Given task:
Could you write out the items below again, from the line containing "Can you see the brass tripod ferrule" through the line containing "x=366, y=703", swapping "white cable" for "gray cord" and leaving everything else as it is?

--- Start ---

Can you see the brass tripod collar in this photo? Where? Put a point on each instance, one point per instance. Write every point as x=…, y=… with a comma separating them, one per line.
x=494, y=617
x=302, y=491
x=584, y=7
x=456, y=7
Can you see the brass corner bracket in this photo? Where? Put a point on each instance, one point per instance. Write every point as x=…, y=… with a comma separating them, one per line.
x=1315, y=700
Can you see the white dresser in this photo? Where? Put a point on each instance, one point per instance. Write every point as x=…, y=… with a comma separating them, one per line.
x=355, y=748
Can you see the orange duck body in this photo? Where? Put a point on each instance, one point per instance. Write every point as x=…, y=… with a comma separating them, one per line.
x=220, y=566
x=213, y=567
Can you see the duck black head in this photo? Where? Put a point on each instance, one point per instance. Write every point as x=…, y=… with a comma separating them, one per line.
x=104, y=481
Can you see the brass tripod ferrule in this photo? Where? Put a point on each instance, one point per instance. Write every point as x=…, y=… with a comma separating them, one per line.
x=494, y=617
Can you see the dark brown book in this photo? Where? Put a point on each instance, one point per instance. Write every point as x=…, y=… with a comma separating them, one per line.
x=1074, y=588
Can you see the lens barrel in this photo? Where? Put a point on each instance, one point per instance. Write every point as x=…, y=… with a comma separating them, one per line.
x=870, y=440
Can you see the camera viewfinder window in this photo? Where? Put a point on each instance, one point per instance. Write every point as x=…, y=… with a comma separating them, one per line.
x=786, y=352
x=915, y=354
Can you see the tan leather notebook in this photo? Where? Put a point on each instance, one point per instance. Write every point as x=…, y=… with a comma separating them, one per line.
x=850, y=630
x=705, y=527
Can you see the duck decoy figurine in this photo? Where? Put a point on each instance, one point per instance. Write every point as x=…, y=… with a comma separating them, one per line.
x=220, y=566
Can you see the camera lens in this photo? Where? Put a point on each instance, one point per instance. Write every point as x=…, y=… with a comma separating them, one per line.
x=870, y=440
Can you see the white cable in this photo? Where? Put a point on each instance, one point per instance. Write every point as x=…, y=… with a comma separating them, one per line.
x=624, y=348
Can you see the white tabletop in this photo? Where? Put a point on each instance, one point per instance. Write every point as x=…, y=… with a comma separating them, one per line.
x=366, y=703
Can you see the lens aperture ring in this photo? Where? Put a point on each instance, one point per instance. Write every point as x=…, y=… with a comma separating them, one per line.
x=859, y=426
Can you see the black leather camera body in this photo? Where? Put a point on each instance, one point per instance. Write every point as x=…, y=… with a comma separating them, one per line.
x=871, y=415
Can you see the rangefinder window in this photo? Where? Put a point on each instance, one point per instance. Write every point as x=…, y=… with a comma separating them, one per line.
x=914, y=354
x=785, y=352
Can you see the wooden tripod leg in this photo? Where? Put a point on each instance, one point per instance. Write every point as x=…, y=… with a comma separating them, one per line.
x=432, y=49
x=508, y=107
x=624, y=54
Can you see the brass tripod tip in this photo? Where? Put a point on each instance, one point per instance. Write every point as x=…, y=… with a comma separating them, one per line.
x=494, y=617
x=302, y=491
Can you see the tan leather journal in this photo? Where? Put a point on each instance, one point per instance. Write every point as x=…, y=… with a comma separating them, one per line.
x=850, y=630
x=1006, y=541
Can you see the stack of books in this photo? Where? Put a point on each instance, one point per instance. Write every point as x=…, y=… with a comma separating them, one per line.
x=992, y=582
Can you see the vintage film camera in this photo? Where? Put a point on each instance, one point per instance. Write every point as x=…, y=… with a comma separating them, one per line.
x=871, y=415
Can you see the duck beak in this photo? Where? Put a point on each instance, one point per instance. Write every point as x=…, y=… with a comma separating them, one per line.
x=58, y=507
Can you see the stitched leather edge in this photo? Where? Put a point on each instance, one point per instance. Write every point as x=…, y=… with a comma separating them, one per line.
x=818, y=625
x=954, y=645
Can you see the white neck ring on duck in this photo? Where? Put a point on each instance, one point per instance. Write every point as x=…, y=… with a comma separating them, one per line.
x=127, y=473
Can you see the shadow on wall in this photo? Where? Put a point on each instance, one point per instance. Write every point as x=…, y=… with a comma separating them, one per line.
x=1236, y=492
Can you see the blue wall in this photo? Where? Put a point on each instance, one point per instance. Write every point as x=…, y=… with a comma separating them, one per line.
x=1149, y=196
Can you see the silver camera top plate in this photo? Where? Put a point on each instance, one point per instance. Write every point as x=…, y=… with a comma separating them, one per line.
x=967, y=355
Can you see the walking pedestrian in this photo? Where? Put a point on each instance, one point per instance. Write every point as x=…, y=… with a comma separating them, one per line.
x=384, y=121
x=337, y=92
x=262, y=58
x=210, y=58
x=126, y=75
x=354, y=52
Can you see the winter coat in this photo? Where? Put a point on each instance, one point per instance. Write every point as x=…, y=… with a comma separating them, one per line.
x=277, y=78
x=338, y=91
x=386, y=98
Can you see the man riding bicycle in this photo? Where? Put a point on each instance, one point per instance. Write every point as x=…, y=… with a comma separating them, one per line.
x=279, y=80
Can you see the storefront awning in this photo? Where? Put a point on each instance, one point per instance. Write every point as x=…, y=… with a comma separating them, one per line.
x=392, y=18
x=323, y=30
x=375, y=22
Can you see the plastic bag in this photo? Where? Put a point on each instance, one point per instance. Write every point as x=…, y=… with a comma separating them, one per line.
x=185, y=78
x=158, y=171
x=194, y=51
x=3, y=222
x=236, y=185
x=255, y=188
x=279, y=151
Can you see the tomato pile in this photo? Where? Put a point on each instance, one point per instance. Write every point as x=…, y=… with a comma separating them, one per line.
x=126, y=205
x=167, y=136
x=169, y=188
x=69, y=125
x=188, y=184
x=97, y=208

--- End ---
--- Start ---

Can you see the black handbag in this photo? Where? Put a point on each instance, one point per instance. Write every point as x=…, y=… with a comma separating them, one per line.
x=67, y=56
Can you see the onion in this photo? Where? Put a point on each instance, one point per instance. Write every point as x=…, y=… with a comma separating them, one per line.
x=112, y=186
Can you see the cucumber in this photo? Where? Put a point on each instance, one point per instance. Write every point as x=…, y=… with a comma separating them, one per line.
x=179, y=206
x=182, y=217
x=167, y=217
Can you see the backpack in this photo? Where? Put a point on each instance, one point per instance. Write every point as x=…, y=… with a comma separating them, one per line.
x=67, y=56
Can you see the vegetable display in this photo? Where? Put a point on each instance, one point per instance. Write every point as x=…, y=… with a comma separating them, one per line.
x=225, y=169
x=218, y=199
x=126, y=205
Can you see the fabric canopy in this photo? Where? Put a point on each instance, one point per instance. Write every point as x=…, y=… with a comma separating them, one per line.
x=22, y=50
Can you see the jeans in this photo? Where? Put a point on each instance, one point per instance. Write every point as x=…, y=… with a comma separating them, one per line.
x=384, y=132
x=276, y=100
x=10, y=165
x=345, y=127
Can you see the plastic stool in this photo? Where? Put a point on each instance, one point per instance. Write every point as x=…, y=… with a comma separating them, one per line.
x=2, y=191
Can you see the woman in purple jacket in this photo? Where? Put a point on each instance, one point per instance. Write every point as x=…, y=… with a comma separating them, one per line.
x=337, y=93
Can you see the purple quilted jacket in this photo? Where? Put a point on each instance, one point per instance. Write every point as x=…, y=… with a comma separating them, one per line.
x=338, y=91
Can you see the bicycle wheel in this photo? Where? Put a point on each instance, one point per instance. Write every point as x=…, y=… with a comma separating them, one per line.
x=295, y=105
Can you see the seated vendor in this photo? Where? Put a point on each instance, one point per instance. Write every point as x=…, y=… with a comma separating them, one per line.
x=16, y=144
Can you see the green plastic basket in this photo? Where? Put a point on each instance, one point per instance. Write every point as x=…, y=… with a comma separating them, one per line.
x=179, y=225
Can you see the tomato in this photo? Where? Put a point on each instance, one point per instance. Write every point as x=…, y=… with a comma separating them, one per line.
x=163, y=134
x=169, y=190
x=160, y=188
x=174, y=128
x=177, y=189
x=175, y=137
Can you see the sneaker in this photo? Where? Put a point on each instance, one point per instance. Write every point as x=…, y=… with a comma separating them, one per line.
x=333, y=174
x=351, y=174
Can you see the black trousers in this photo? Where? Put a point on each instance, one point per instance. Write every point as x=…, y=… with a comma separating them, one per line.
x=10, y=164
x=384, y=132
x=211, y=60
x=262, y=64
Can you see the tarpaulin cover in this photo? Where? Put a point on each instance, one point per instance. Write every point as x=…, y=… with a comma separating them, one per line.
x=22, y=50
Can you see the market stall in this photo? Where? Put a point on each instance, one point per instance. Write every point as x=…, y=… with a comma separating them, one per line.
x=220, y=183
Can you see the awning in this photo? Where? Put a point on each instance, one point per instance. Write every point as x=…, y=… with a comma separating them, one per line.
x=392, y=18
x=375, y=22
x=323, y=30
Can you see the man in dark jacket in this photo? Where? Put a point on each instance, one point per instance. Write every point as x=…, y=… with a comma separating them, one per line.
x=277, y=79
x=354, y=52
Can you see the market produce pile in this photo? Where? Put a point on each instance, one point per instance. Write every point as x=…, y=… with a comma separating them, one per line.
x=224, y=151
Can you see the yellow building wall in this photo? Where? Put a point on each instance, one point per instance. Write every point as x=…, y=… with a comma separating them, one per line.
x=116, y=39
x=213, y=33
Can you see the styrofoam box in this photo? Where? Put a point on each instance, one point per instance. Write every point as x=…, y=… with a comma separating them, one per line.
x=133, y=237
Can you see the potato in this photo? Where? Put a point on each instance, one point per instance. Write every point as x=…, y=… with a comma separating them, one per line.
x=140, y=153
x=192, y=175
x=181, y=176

--- End ---

Written solution:
Can you see the brass tripod ferrule in this photo? Where? Put a point on each instance, one point per instance. Write every point as x=…, y=… with a comma separating them, one per line.
x=494, y=617
Can you see the dark brown book in this photo? Where? Put a point on each instance, one point per instance. Write every point as x=…, y=… with a comma separating them, one per line.
x=1074, y=588
Can you see the lens barrel in this photo? Where? Put a point on each instance, one point per instance. Write every point as x=…, y=… with a comma separating them, one per line.
x=870, y=440
Can you see the camera viewfinder window in this photo? Where? Put a point on each instance, one point per instance. Write every point as x=…, y=… with a comma separating them, one per line.
x=786, y=352
x=915, y=354
Can you see the tan leather notebook in this photo? Where? Put a point on each instance, one point per instance. Write every point as x=…, y=… with a comma separating them, one per line.
x=850, y=630
x=705, y=527
Can you see the duck decoy figurine in this photo? Where? Put a point on each instance, one point per instance. Write every point as x=…, y=… with a comma separating them, one per line.
x=220, y=566
Can you see the camera lens in this photo? Where? Put a point on each instance, one point per instance. Write every point as x=…, y=… with a comma separating them, one per line.
x=870, y=440
Can you see the gray cord in this photo? Where? Put a point on each instance, one point per instance. Write every point as x=…, y=… with a comma separating them, one per line.
x=624, y=348
Can you see the white tabletop in this photo? Where? Put a point on each instance, one point per instance. Write every point as x=…, y=… with a comma separating them, one per line.
x=366, y=703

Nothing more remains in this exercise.